(Texte fourni)
*-*-*

L'impératrice avoit conçu pour lui les mêmes sentimens ; aussi forma-t-elle le dessein de lui faire épouser Eléonore de Castro, qu'elle avoit amenée avec elle de Portugal, qu'elle honoroit de toute sa confiance, et qui réunissoit à une naissance illustre, une rare piété avec toutes les qualités de l'esprit et du cœur. L'empereur approuva ce dessein, et le fit approuver au duc de Gandie. François consentit au mariage qu'on lui proposoit, parce qu'il étoit agréable au prince et à sa famille, et parce qu'il connoissoit l'éminente vertu d'Eléonore ; c'étoit d'ailleurs un moyen de s'avancer à la cour. Tout étant arrêté pour la cérémonie de ce mariage, François et Eléonore s'

disposèrent par les actes de religion les plus fervens, afin d'attirer sur eux les bénédictions du ciel. L'empereur donna au Saint, en cette occasion, une nouvelle preuve de son estime, en le faisant marquis de Lombay, et grand-écuyer de l'impératrice. Comme il connoissoit sa prudence et sa fidélité, il l'admit dans son conseil, et conféroit souvent avec lui sur les affaires les plus importantes de l'état.

*-*-*

Données d'expressions référentielles:
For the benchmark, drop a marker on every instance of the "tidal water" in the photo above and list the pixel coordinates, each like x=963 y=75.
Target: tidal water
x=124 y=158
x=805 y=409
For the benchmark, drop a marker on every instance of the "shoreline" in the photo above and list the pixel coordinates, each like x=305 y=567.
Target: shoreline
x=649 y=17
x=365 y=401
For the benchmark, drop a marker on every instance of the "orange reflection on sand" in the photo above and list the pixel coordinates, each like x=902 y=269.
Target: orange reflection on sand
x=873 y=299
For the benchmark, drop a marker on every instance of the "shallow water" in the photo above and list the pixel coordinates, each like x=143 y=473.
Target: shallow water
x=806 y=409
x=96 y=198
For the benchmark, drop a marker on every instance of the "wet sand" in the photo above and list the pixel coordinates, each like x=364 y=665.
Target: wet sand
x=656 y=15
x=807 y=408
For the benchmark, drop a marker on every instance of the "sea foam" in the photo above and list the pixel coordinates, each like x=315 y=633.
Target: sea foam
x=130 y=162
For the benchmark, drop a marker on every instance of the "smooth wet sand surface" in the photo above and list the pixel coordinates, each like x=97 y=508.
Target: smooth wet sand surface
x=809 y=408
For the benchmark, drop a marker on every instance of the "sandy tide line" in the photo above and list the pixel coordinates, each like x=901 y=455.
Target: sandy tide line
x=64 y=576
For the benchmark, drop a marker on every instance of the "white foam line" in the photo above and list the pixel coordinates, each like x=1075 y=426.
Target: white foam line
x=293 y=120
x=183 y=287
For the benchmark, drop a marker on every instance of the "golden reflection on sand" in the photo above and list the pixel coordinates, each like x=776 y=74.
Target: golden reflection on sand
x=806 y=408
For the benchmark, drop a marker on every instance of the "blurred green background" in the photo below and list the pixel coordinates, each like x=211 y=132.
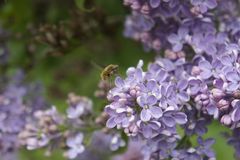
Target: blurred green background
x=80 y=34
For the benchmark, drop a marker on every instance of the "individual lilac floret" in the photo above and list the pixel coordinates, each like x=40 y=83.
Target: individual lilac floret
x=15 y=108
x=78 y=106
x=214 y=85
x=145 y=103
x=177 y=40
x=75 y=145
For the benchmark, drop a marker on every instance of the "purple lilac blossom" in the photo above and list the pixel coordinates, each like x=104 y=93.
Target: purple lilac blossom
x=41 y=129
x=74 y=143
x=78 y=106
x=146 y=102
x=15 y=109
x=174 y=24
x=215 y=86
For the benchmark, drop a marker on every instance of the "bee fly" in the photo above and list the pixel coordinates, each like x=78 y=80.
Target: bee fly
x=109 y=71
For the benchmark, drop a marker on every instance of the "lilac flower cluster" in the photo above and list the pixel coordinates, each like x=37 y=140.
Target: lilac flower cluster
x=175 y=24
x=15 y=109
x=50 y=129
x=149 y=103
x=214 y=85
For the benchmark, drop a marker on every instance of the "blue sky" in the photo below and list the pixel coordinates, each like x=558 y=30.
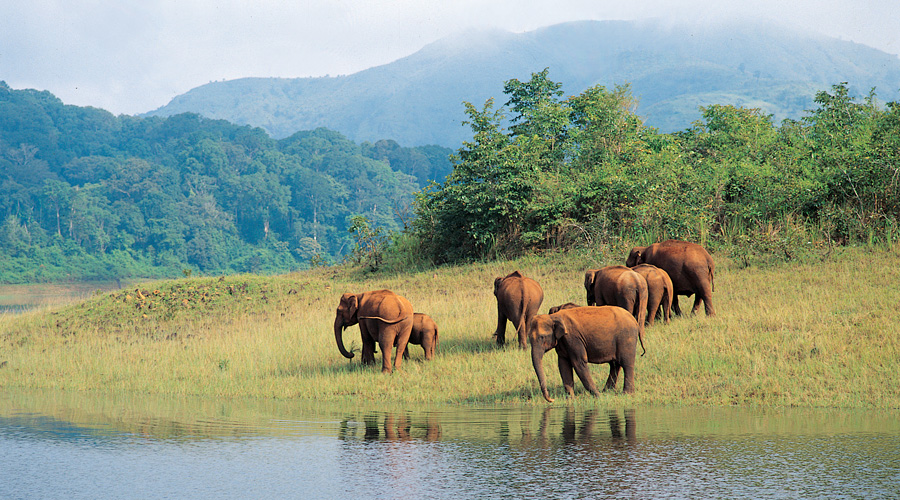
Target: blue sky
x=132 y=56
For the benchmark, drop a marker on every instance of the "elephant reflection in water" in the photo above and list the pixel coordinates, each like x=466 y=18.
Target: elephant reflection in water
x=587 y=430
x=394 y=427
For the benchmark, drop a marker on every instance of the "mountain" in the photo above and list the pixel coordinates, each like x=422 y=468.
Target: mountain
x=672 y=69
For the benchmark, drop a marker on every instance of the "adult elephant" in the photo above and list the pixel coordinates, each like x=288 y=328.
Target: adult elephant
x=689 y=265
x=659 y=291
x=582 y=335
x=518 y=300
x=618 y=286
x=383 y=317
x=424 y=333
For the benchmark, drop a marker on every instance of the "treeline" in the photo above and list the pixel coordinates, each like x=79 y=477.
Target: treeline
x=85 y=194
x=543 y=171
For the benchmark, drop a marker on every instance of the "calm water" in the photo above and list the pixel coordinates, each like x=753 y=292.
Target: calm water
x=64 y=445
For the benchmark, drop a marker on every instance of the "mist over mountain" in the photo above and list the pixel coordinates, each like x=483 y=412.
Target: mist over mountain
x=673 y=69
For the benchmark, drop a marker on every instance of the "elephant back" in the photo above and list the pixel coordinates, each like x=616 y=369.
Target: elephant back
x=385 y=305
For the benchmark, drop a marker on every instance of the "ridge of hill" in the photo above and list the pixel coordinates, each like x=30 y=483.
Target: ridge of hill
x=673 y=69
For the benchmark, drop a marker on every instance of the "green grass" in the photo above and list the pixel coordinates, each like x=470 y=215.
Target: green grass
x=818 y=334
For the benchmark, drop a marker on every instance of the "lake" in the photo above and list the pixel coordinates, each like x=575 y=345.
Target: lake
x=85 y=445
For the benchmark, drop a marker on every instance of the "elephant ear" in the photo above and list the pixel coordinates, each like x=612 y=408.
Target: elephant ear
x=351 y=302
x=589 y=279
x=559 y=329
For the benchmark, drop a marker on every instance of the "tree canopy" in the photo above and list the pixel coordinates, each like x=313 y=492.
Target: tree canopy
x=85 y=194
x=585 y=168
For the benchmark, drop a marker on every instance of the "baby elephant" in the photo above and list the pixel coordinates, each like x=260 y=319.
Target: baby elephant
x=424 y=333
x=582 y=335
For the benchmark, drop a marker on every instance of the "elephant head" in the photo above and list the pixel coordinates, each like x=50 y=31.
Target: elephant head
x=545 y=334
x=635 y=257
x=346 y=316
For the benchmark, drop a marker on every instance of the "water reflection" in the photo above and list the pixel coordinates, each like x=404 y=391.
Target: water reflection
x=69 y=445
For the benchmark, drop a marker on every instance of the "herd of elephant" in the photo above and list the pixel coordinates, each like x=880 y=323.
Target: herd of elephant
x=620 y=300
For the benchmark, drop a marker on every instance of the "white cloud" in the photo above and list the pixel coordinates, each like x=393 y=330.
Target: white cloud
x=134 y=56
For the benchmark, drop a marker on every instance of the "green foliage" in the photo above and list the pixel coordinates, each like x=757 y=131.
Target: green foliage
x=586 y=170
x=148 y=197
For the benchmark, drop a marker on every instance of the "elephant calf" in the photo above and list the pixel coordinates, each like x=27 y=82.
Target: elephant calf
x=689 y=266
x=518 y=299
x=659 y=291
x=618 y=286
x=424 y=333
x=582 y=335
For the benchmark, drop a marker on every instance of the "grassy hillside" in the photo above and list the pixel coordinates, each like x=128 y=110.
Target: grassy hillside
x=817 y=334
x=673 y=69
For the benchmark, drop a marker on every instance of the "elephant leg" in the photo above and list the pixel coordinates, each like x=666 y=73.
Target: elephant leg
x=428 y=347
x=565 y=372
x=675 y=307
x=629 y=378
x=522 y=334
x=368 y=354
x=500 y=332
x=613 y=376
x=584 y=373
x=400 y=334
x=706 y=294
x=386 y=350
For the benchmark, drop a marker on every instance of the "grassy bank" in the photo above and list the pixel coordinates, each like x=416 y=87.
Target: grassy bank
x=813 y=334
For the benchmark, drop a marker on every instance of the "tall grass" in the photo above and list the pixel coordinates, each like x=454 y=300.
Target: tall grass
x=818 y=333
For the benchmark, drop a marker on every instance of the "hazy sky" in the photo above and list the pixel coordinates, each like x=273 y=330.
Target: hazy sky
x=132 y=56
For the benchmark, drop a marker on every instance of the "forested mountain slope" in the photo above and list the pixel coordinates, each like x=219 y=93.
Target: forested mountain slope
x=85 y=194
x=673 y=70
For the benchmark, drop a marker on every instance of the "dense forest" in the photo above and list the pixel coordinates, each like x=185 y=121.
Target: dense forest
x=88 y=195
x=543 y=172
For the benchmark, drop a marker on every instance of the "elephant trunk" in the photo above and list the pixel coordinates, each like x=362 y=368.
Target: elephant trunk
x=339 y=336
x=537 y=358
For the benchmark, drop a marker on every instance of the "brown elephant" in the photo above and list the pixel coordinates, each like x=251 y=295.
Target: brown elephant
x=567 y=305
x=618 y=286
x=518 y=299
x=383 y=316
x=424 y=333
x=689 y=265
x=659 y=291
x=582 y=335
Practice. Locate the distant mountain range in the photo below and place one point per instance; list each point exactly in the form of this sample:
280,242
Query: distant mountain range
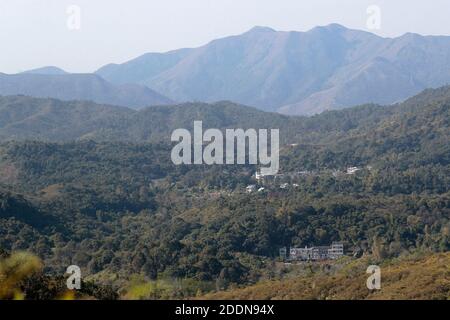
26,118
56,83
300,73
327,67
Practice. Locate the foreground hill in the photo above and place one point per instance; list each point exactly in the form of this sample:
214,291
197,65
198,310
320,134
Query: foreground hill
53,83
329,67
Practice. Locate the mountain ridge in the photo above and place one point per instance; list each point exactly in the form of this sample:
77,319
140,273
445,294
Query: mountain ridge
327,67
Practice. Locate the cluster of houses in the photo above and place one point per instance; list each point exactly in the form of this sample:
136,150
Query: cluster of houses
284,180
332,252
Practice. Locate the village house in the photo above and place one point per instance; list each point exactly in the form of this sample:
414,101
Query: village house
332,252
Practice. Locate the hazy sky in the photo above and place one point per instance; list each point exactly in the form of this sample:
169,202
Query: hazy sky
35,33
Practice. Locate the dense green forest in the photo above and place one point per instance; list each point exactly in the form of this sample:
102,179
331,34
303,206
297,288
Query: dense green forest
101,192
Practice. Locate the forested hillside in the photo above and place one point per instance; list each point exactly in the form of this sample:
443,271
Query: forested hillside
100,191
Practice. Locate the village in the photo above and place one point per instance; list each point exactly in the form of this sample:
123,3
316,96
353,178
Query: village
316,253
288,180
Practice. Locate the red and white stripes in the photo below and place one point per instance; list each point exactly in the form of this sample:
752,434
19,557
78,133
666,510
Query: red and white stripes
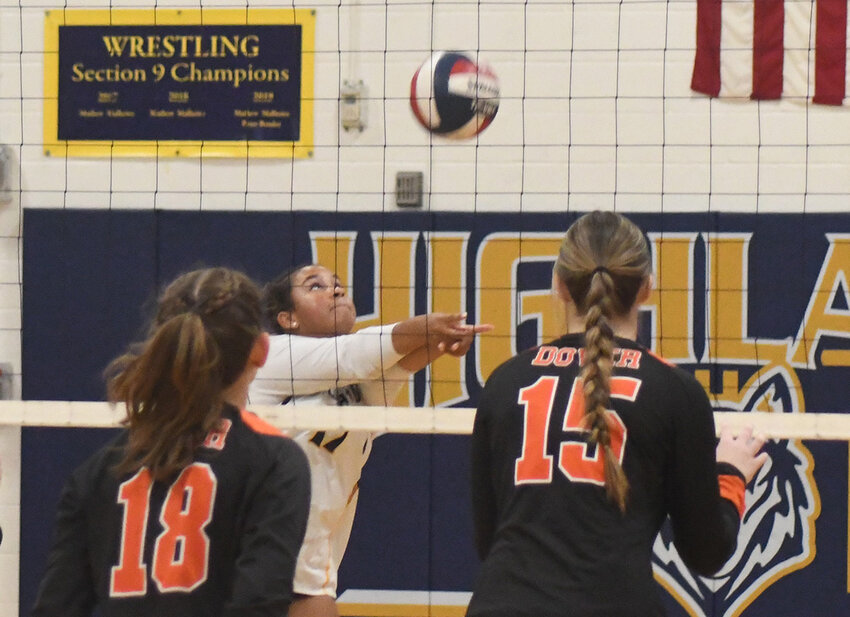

*-*-*

(Énoncé) Citez à l'identique le passage du texte sur le mariage de François et d'Eléonore : commencez aux mots « disposèrent par les » et arrêtez-vous après « importantes de l'état. ». Répondez en vous fondant uniquement sur le texte, sans tenir compte de la liste.

(Réponse)
disposèrent par les actes de religion les plus fervens, afin d'attirer sur eux les bénédictions du ciel. L'empereur donna au Saint, en cette occasion, une nouvelle preuve de son estime, en le faisant marquis de Lombay, et grand-écuyer de l'impératrice. Comme il connoissoit sa prudence et sa fidélité, il l'admit dans son conseil, et conféroit souvent avec lui sur les affaires les plus importantes de l'état.